OLYMPIA – The big one. The 9.0 magnitude Cascadia earthquake that experts say will change the West Coast forever.
No one knows when, but scientists are pretty certain it will hit. Since the 2001 Nisqually earthquake, Washington has been working to better prepare its infrastructure for a large seismic event like a Cascadia earthquake.
But how well will our roads and bridges hold up?
“If you look at the preparedness side, we’re in really good shape,” state bridge engineer Mark Gaines said. “But on how well our structures perform, we have a lot of work to do there.”
WSDOT currently retrofitting bridges
The Department of Transportation has been retrofitting its bridges on the West Side since 1990, but the effort took on more urgency after the Nisqually quake.
As of February, the department has retrofitted 323 bridges and partially retrofitted another 114. That’s about a $144 million investment.
Bridges don’t just mean those that span a body of water. Large sections of Interstate 90 are considered bridges because they go over other roads, according to the department.
All bridges have a superstructure – the part you drive on – that rests on a column pier that holds the bridge up. To retrofit means making sure columns under the bridges don’t collapse during an earthquake. Part of retrofitting could be better anchoring the columns to the superstructure or filling hollow columns with cement grout.
Since 2001, all retrofitting of bridge superstructures and single column piers has been completed.
The department has focused mostly on bridges that were built in the 1960s and 1970s because those were designed with “no seismic consideration,” Gaines said.
When the nnew Tacoma Narrows Bridge, the S.R. 520 floating bridge and the new Alaska Way Tunnel in Seattle were replaced in recent years, they were built to standards that would make them likely to withstand an earthquake.
“But we have some pretty important bridges that have not,” Gaines said.
Those still left to retrofit includes bridges with multicolumn piers and those that require further analysis because of their large or unusual structures.
The Interstate 5 Ship Canal Bridge and the State Road 20 Deception/Canoe Pass bridge are two that have yet to be retrofitted because of how complex their structures are .
WSDOT is focusing its initial retrofitting on what it calls lifeline routes. The 2017 Legislature allocated $171 million to WSDOT to finish retrofitting its lifeline bridges over 10 years.
The Interstate 5 Ship Canal Bridge and the State Road 20 Deception/Canoe Pass bridge are not necessarily part of the lifeline route, Gaines said, but they are important given their significance in the community and how many people rely on them.
Lifeline bridges are those that would be considered critical infrastructure and would allow emergency vehicles, goods and supplies to be delivered after the disaster.
The lifeline routes are chosen based on a combination of how well the bridges can withstand an earthquake, how quickly they can reopen and how needed they are to access support bases, said Taylor Hennessee, private sector and critical infrastructure program manager at the state Emergency Management Division.
The Emergency Management Division prioritized routes from Western Washington to Eastern Washington, where most of the federal staging areas will be after a large earthquake.
Prioritized routes include I-90 to Grant County International Airport, I-5 between Joint Base Lewis-McChord and the Bellingham Airport, and Highway 101 between William Fairchild Airport in Port Angeles to Tacoma.
Bridges that are not considered lifeline will be retrofitted as funding allows. The department estimates it will cost about $1.5 billion to properly retrofit all bridges in the state. That includes 114 bridges that are partially retrofitted but need additional work, and 471 bridges that have had no previous retrofit work.

CHECK YOUR UNDERSTANDING >>
**A.** Answer these questions from the article on Washington's bridges:
(i) As of February, how many bridges had the department fully retrofitted?
(ii) How much money did the 2017 Legislature give WSDOT to finish retrofitting its lifeline bridges?
(iii) What is Taylor Hennessee's job title?
**B.** Rewrite part of the article on Washington's bridges. Begin at the words "All bridges have" and stop after "withstand an earthquake.", with "cement grout" changed to "concrete".

SUPPLIED DATA >>

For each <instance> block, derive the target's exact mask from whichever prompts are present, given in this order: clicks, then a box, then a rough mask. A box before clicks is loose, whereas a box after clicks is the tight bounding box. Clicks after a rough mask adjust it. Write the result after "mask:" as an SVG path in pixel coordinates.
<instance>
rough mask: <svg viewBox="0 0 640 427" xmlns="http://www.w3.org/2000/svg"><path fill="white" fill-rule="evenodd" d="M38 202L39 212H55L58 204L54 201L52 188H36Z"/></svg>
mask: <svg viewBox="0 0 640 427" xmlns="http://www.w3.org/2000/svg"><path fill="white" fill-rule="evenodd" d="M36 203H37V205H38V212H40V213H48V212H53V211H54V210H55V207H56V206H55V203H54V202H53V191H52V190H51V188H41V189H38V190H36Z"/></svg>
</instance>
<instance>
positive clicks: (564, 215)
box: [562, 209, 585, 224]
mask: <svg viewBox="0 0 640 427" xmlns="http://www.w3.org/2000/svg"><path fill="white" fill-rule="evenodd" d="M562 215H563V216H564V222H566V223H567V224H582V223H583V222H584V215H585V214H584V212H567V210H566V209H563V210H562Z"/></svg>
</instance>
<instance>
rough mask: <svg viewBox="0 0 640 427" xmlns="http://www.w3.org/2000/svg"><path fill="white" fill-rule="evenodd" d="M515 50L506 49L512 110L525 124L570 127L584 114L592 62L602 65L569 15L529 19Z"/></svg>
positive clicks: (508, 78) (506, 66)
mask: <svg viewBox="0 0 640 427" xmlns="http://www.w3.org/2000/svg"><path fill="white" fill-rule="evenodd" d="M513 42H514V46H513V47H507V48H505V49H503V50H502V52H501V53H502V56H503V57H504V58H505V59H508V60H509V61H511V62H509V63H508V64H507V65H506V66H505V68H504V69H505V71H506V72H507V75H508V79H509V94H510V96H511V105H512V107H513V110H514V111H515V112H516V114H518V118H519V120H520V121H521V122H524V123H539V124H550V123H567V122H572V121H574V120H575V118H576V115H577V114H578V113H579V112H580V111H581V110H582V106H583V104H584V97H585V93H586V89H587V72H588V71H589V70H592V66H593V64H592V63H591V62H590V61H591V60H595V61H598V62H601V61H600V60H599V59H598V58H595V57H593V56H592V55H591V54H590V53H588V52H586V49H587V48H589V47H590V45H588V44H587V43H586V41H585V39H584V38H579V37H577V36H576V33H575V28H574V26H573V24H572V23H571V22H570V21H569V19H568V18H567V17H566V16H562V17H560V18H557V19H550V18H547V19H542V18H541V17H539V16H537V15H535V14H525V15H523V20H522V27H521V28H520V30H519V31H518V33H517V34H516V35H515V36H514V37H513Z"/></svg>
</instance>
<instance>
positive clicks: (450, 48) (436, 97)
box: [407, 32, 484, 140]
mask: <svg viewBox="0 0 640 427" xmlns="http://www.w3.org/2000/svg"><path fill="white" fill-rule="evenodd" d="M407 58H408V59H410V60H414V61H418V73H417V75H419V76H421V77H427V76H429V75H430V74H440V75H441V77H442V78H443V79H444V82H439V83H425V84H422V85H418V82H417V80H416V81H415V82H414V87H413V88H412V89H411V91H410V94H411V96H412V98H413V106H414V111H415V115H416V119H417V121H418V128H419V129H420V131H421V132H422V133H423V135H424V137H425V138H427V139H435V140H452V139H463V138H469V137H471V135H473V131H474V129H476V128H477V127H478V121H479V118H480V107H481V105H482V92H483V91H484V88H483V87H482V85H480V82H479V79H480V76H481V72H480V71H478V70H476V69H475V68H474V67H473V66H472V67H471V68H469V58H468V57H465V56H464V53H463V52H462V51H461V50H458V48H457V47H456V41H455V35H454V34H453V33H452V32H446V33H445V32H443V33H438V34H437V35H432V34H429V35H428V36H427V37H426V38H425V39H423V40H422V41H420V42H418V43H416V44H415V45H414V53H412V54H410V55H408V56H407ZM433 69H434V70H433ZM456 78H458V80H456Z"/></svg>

ANSWERS BELOW >>
**A.**
(i) 323 bridges.
(ii) $171 million.
(iii) Private sector and critical infrastructure program manager at the state Emergency Management Division.

**B.**
All bridges have a superstructure – the part you drive on – that rests on a column pier that holds the bridge up. To retrofit means making sure columns under the bridges don’t collapse during an earthquake. Part of retrofitting could be better anchoring the columns to the superstructure or filling hollow columns with concrete.
Since 2001, all retrofitting of bridge superstructures and single column piers has been completed.
The department has focused mostly on bridges that were built in the 1960s and 1970s because those were designed with “no seismic consideration,” Gaines said.
When the nnew Tacoma Narrows Bridge, the S.R. 520 floating bridge and the new Alaska Way Tunnel in Seattle were replaced in recent years, they were built to standards that would make them likely to withstand an earthquake.